### Data excerpts
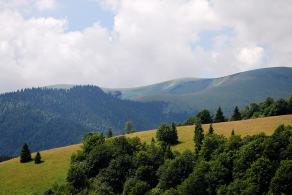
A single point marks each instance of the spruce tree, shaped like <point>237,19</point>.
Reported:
<point>211,129</point>
<point>109,133</point>
<point>25,155</point>
<point>199,136</point>
<point>236,116</point>
<point>129,127</point>
<point>38,158</point>
<point>219,116</point>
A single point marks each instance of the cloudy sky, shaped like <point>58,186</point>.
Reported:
<point>124,43</point>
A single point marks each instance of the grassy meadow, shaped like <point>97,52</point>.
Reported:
<point>22,179</point>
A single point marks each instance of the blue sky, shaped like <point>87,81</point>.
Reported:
<point>79,13</point>
<point>126,43</point>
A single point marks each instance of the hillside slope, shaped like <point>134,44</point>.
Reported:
<point>193,94</point>
<point>48,118</point>
<point>16,178</point>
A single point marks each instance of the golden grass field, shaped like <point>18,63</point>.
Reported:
<point>23,179</point>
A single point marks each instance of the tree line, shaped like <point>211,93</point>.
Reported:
<point>268,107</point>
<point>25,155</point>
<point>257,164</point>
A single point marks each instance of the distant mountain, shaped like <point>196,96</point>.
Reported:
<point>193,94</point>
<point>46,118</point>
<point>59,115</point>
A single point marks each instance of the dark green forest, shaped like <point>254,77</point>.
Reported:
<point>46,118</point>
<point>256,164</point>
<point>268,107</point>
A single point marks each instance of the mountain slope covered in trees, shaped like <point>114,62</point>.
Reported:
<point>193,94</point>
<point>46,118</point>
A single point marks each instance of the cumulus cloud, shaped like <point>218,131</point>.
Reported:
<point>250,56</point>
<point>150,41</point>
<point>46,4</point>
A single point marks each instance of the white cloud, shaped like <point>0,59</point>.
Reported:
<point>151,41</point>
<point>250,56</point>
<point>46,4</point>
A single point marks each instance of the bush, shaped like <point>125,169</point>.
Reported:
<point>282,181</point>
<point>38,158</point>
<point>205,117</point>
<point>25,155</point>
<point>167,134</point>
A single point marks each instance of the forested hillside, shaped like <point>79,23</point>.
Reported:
<point>46,118</point>
<point>193,94</point>
<point>257,164</point>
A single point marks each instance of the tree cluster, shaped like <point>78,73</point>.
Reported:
<point>167,133</point>
<point>269,107</point>
<point>256,164</point>
<point>50,118</point>
<point>25,155</point>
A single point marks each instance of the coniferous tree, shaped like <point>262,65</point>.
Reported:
<point>205,117</point>
<point>25,155</point>
<point>199,136</point>
<point>109,133</point>
<point>211,129</point>
<point>219,117</point>
<point>38,158</point>
<point>236,116</point>
<point>129,127</point>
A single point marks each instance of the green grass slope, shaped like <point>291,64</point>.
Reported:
<point>22,179</point>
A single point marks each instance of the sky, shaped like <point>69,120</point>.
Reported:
<point>126,43</point>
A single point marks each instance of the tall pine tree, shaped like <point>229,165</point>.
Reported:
<point>236,116</point>
<point>199,136</point>
<point>219,117</point>
<point>211,129</point>
<point>109,133</point>
<point>25,155</point>
<point>38,158</point>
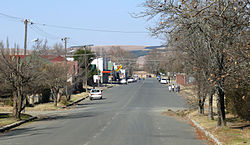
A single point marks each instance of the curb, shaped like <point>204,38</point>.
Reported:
<point>77,101</point>
<point>13,125</point>
<point>207,133</point>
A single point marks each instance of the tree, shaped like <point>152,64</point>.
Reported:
<point>18,74</point>
<point>58,49</point>
<point>123,57</point>
<point>213,28</point>
<point>84,58</point>
<point>41,47</point>
<point>55,78</point>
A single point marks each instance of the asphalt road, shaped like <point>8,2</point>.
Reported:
<point>128,115</point>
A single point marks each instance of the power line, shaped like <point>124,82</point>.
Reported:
<point>74,28</point>
<point>88,29</point>
<point>12,17</point>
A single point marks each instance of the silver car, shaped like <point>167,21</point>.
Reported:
<point>95,94</point>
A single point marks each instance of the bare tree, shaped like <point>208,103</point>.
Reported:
<point>54,77</point>
<point>41,47</point>
<point>18,74</point>
<point>58,49</point>
<point>212,28</point>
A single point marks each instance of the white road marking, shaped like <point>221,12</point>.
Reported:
<point>113,117</point>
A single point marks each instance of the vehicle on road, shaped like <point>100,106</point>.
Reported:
<point>123,81</point>
<point>130,80</point>
<point>95,94</point>
<point>163,81</point>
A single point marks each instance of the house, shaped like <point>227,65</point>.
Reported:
<point>184,79</point>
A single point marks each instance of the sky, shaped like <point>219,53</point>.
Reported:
<point>111,15</point>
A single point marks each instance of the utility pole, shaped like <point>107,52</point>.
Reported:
<point>86,70</point>
<point>65,65</point>
<point>25,37</point>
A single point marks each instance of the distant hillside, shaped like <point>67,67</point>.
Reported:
<point>135,49</point>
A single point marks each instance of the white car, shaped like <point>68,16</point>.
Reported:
<point>163,81</point>
<point>123,81</point>
<point>95,94</point>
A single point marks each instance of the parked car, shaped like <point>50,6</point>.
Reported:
<point>163,81</point>
<point>123,81</point>
<point>95,94</point>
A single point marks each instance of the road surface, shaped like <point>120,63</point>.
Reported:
<point>128,115</point>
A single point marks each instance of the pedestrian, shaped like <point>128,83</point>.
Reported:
<point>169,88</point>
<point>179,88</point>
<point>172,87</point>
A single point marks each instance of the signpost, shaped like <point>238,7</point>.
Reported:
<point>118,68</point>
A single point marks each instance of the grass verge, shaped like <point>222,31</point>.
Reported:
<point>237,131</point>
<point>8,118</point>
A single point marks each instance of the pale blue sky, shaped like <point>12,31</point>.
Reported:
<point>92,14</point>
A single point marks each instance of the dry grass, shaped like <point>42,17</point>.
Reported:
<point>47,106</point>
<point>232,134</point>
<point>7,118</point>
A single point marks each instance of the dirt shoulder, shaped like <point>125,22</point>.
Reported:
<point>237,131</point>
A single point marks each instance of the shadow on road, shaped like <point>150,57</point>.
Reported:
<point>25,132</point>
<point>68,116</point>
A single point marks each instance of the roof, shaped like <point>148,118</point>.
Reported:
<point>53,58</point>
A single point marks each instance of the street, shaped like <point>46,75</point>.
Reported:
<point>128,115</point>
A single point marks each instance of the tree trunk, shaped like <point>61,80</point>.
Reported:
<point>210,107</point>
<point>15,110</point>
<point>19,103</point>
<point>55,99</point>
<point>200,102</point>
<point>221,108</point>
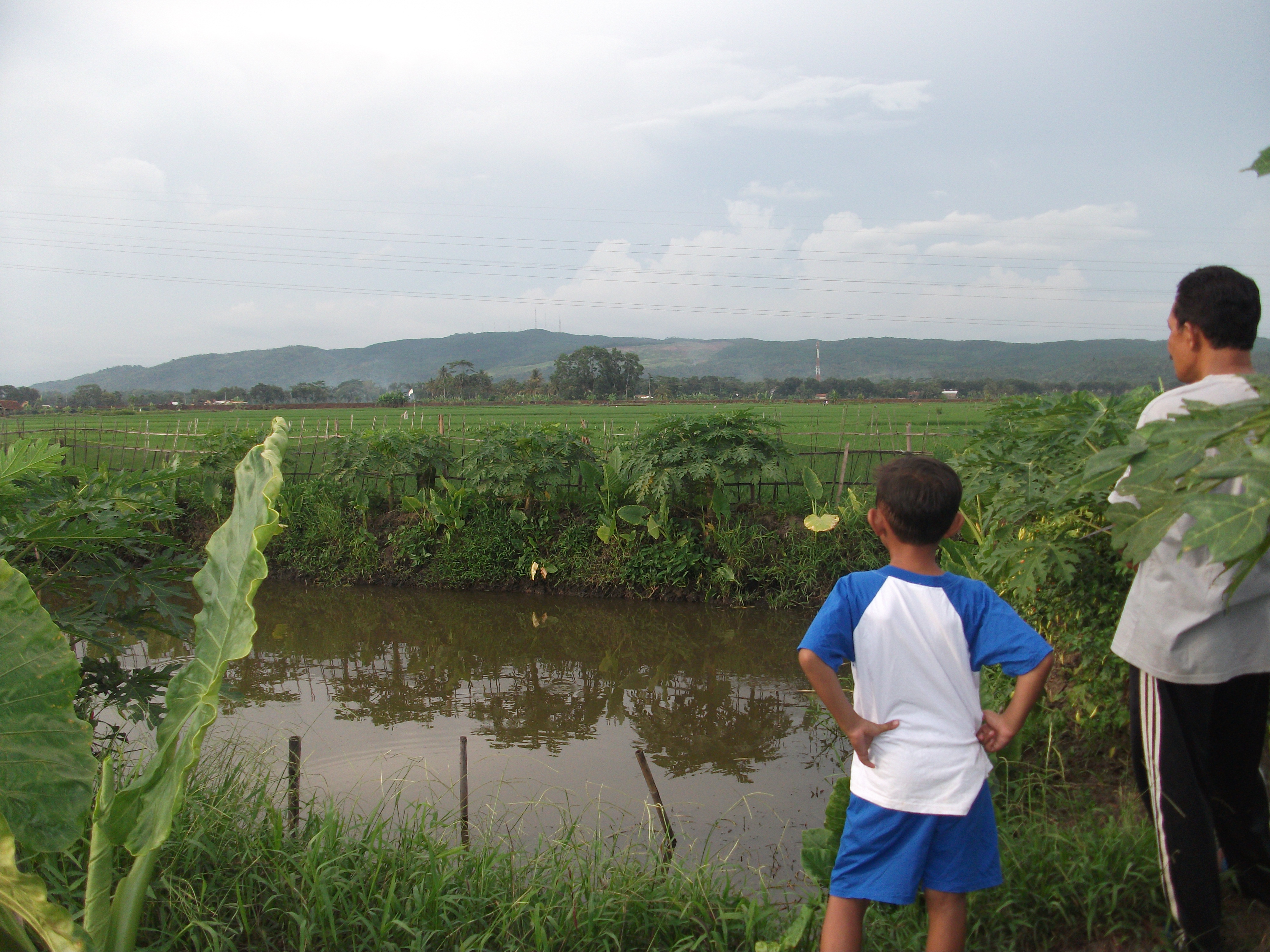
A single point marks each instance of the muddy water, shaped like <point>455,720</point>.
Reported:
<point>556,695</point>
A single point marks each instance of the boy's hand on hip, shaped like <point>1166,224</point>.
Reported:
<point>995,733</point>
<point>863,734</point>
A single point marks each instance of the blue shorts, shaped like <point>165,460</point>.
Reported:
<point>886,855</point>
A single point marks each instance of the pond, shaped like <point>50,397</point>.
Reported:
<point>554,695</point>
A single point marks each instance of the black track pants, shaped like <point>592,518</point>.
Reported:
<point>1197,750</point>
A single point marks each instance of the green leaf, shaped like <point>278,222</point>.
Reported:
<point>634,515</point>
<point>819,855</point>
<point>27,458</point>
<point>46,756</point>
<point>836,810</point>
<point>813,484</point>
<point>1230,526</point>
<point>1262,164</point>
<point>25,896</point>
<point>140,817</point>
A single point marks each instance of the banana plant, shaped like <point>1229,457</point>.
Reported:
<point>46,790</point>
<point>819,521</point>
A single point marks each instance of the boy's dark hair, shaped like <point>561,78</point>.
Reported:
<point>1224,304</point>
<point>921,497</point>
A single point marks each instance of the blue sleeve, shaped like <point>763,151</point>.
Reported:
<point>832,633</point>
<point>995,631</point>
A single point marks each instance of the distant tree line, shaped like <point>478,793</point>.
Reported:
<point>587,374</point>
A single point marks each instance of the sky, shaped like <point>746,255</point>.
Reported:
<point>185,178</point>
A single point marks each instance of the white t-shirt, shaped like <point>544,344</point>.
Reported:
<point>1175,623</point>
<point>916,644</point>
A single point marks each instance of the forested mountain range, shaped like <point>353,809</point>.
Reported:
<point>516,354</point>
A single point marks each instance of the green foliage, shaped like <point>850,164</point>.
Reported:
<point>445,512</point>
<point>526,463</point>
<point>46,760</point>
<point>1032,515</point>
<point>681,460</point>
<point>389,456</point>
<point>821,845</point>
<point>592,371</point>
<point>96,546</point>
<point>1262,164</point>
<point>326,540</point>
<point>1174,469</point>
<point>486,554</point>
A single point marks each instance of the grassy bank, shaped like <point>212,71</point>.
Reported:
<point>1080,868</point>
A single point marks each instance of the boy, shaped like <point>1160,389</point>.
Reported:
<point>916,638</point>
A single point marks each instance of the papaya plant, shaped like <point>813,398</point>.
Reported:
<point>45,799</point>
<point>1170,469</point>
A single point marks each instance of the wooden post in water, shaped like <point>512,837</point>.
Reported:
<point>843,474</point>
<point>294,784</point>
<point>463,790</point>
<point>669,835</point>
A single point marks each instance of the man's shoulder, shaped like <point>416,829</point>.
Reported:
<point>1215,389</point>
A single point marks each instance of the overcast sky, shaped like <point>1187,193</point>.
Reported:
<point>190,178</point>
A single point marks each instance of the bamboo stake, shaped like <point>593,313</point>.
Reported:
<point>667,833</point>
<point>843,474</point>
<point>463,790</point>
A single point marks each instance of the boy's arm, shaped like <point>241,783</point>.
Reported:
<point>825,681</point>
<point>1000,729</point>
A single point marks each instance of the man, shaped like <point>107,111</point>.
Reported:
<point>1201,670</point>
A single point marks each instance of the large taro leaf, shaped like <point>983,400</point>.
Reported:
<point>140,816</point>
<point>25,896</point>
<point>46,755</point>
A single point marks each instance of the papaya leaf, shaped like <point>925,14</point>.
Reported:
<point>27,458</point>
<point>140,817</point>
<point>1139,530</point>
<point>1230,526</point>
<point>46,755</point>
<point>26,897</point>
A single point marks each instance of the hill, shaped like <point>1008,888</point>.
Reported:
<point>516,354</point>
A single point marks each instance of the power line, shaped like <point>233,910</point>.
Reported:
<point>595,276</point>
<point>443,238</point>
<point>211,200</point>
<point>608,305</point>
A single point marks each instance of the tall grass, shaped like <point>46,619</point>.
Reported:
<point>232,878</point>
<point>394,878</point>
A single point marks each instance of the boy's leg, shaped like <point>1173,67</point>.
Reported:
<point>844,925</point>
<point>1170,734</point>
<point>947,912</point>
<point>1240,810</point>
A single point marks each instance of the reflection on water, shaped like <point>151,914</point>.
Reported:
<point>700,690</point>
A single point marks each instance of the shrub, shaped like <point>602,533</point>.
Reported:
<point>683,460</point>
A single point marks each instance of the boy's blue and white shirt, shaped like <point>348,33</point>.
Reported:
<point>916,644</point>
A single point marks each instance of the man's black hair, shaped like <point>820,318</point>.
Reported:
<point>920,497</point>
<point>1224,304</point>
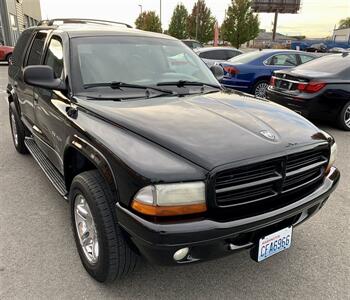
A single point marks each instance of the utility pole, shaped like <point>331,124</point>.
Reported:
<point>197,20</point>
<point>275,26</point>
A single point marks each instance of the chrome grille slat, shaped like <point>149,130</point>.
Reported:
<point>250,185</point>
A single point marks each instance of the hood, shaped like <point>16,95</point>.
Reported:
<point>210,130</point>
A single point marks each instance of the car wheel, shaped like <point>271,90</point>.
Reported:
<point>344,117</point>
<point>9,58</point>
<point>102,247</point>
<point>260,88</point>
<point>17,129</point>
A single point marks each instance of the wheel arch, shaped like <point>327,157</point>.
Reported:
<point>12,98</point>
<point>80,156</point>
<point>7,55</point>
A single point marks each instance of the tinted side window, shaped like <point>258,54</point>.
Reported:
<point>37,49</point>
<point>20,48</point>
<point>215,54</point>
<point>54,56</point>
<point>305,58</point>
<point>197,45</point>
<point>283,60</point>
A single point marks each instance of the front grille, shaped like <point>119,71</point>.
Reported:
<point>265,185</point>
<point>303,169</point>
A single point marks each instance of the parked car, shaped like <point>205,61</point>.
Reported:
<point>193,44</point>
<point>213,55</point>
<point>157,160</point>
<point>319,89</point>
<point>320,47</point>
<point>6,53</point>
<point>251,72</point>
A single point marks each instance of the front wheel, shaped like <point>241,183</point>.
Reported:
<point>17,129</point>
<point>344,117</point>
<point>101,244</point>
<point>260,88</point>
<point>9,58</point>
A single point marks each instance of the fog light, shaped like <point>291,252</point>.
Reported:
<point>181,254</point>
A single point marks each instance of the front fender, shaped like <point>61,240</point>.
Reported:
<point>133,161</point>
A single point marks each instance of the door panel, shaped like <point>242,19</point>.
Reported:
<point>23,90</point>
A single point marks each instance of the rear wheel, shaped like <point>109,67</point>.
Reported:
<point>101,244</point>
<point>344,117</point>
<point>17,130</point>
<point>260,88</point>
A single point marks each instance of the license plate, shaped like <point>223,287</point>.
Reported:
<point>274,243</point>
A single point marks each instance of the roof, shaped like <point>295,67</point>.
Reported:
<point>90,27</point>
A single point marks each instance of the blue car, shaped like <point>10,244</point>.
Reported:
<point>251,72</point>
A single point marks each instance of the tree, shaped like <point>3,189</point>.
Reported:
<point>177,27</point>
<point>344,23</point>
<point>206,22</point>
<point>240,25</point>
<point>148,21</point>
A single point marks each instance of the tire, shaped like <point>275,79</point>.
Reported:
<point>260,87</point>
<point>17,129</point>
<point>113,258</point>
<point>9,58</point>
<point>344,117</point>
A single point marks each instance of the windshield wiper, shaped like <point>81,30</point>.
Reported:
<point>183,83</point>
<point>118,85</point>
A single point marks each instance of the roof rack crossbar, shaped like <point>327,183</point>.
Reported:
<point>84,21</point>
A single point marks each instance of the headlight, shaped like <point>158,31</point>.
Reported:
<point>333,156</point>
<point>171,199</point>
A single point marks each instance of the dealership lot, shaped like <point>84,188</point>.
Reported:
<point>38,258</point>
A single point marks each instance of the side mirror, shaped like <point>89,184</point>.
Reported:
<point>218,72</point>
<point>43,77</point>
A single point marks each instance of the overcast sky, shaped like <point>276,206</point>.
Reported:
<point>316,18</point>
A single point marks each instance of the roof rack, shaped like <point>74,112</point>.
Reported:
<point>80,21</point>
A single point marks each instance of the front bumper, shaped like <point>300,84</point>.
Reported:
<point>208,239</point>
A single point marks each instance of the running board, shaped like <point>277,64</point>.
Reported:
<point>50,171</point>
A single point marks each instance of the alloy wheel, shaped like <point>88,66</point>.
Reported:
<point>347,116</point>
<point>86,229</point>
<point>14,129</point>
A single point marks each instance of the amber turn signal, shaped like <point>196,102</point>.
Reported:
<point>166,211</point>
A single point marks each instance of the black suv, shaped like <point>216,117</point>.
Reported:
<point>155,158</point>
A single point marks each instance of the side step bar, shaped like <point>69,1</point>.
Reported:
<point>50,171</point>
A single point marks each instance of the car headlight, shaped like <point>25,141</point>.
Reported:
<point>171,199</point>
<point>333,156</point>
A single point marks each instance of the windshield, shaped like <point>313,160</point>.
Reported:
<point>330,64</point>
<point>246,57</point>
<point>134,60</point>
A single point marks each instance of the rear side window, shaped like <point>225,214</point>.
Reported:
<point>230,54</point>
<point>20,48</point>
<point>54,56</point>
<point>37,49</point>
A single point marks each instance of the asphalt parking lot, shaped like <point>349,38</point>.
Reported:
<point>38,258</point>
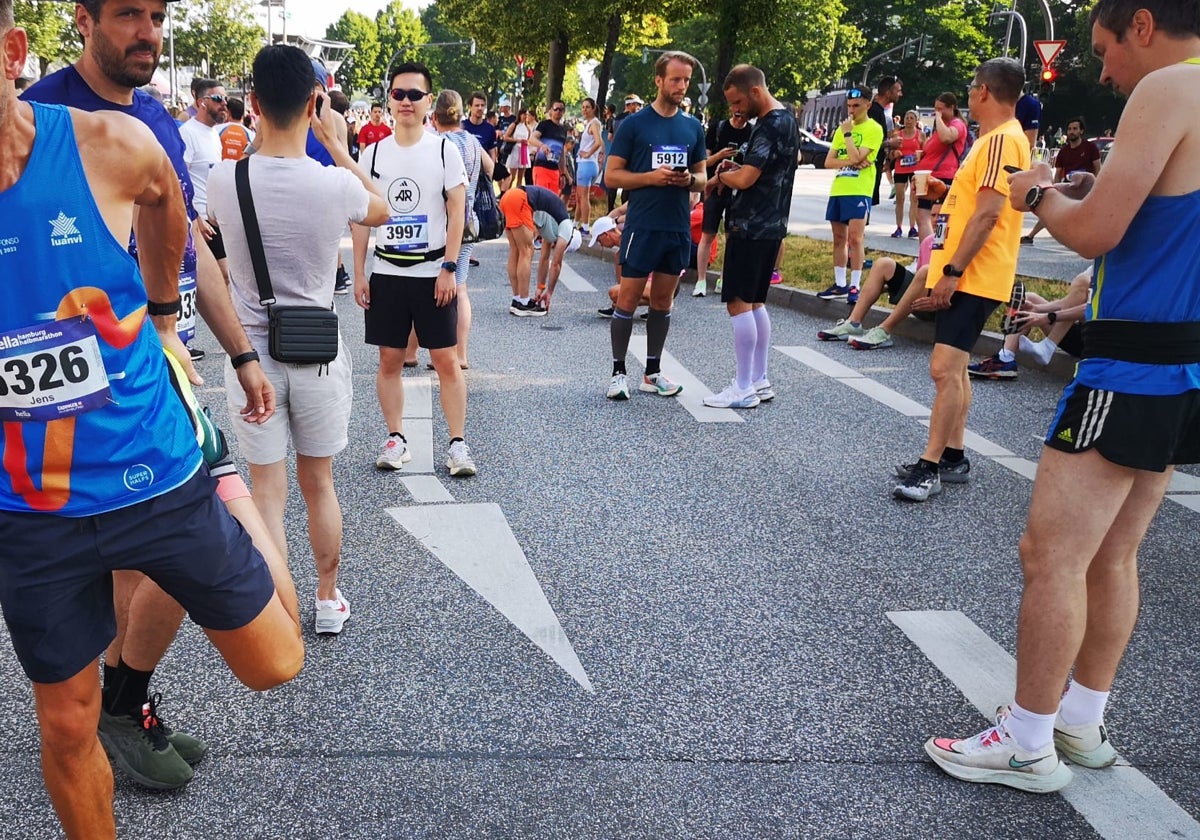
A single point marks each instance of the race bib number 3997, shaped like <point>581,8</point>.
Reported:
<point>51,371</point>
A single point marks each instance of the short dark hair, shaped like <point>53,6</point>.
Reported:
<point>282,83</point>
<point>411,67</point>
<point>1176,18</point>
<point>1005,78</point>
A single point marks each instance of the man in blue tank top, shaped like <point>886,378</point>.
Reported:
<point>1132,412</point>
<point>121,48</point>
<point>84,376</point>
<point>658,156</point>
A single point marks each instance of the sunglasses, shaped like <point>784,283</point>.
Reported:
<point>412,94</point>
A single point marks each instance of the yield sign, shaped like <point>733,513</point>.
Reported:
<point>1049,51</point>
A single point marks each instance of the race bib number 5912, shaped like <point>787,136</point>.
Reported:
<point>51,371</point>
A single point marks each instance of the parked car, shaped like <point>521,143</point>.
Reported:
<point>811,150</point>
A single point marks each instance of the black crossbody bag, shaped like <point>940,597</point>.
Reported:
<point>297,335</point>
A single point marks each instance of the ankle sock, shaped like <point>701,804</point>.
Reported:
<point>1081,705</point>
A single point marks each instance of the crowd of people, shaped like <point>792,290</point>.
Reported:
<point>245,231</point>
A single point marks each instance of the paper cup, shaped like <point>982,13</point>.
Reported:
<point>921,178</point>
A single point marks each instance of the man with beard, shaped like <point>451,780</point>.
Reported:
<point>121,48</point>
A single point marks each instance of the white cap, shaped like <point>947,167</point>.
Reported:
<point>603,226</point>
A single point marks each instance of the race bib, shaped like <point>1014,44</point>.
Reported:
<point>669,156</point>
<point>406,234</point>
<point>941,227</point>
<point>52,371</point>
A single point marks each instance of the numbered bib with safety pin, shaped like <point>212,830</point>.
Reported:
<point>941,227</point>
<point>52,371</point>
<point>669,156</point>
<point>406,234</point>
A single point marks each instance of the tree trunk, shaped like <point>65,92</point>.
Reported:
<point>604,73</point>
<point>556,67</point>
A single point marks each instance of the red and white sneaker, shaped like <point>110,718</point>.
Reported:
<point>995,757</point>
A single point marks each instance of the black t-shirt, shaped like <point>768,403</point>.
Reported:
<point>721,135</point>
<point>553,135</point>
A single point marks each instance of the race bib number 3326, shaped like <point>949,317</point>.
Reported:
<point>51,371</point>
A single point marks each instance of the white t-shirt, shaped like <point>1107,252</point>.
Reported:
<point>412,180</point>
<point>301,209</point>
<point>201,154</point>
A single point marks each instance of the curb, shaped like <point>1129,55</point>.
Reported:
<point>803,300</point>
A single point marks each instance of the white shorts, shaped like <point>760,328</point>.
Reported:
<point>311,411</point>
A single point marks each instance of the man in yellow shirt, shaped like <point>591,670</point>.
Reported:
<point>976,241</point>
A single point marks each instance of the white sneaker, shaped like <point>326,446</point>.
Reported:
<point>733,397</point>
<point>618,387</point>
<point>459,460</point>
<point>395,454</point>
<point>331,615</point>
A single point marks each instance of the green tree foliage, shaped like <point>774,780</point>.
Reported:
<point>214,36</point>
<point>360,70</point>
<point>51,30</point>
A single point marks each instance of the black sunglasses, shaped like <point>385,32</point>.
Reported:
<point>412,94</point>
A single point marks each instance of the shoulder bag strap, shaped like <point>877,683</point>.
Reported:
<point>253,237</point>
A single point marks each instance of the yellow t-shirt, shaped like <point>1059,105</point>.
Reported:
<point>991,271</point>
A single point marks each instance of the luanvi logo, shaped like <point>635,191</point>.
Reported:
<point>64,232</point>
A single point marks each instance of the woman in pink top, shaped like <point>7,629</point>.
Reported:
<point>906,160</point>
<point>943,153</point>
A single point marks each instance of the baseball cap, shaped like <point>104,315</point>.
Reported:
<point>603,226</point>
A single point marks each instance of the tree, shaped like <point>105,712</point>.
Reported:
<point>213,36</point>
<point>359,71</point>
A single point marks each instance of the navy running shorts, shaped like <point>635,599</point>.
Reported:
<point>645,252</point>
<point>400,304</point>
<point>59,604</point>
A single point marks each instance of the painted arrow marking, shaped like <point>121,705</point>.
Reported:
<point>475,543</point>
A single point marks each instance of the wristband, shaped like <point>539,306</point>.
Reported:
<point>171,307</point>
<point>244,359</point>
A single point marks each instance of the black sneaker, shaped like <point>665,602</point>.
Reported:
<point>949,473</point>
<point>921,484</point>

### What to work on
Rewrite the stretch of items above from the line containing "A single point marks each instance of the short" through the line containing "<point>245,231</point>" as a numbered list, one line per number, with no blank lines.

### Task answer
1. A single point marks each instance of the short dark hair, shaped like <point>53,6</point>.
2. Reported:
3. <point>282,83</point>
4. <point>411,67</point>
5. <point>1176,18</point>
6. <point>1005,78</point>
7. A single point marks each instance of the man in blue tank top, shaped like <point>886,378</point>.
8. Reported:
9. <point>1132,412</point>
10. <point>121,48</point>
11. <point>84,376</point>
12. <point>658,156</point>
13. A single point marks each instance of the sunglasses, shaped like <point>784,283</point>.
14. Reported:
15. <point>412,94</point>
16. A single point marks each instance of the yield sign, shaped like <point>733,513</point>.
17. Reported:
18. <point>1049,51</point>
19. A single point marks each instance of the race bib number 5912, shaped like <point>787,136</point>.
20. Reported:
21. <point>51,371</point>
22. A single point marks each instance of the parked car, shaped like <point>521,143</point>.
23. Reported:
24. <point>811,150</point>
25. A single point marks each instance of the black crossbody bag, shaped like <point>940,597</point>.
26. Reported:
27. <point>297,335</point>
28. A single point marks each instance of the ankle sock, shaped like <point>701,804</point>.
29. Reported:
30. <point>1081,705</point>
31. A single point marks each instance of the crowd of people, shaped like <point>792,290</point>.
32. Reported:
33. <point>245,231</point>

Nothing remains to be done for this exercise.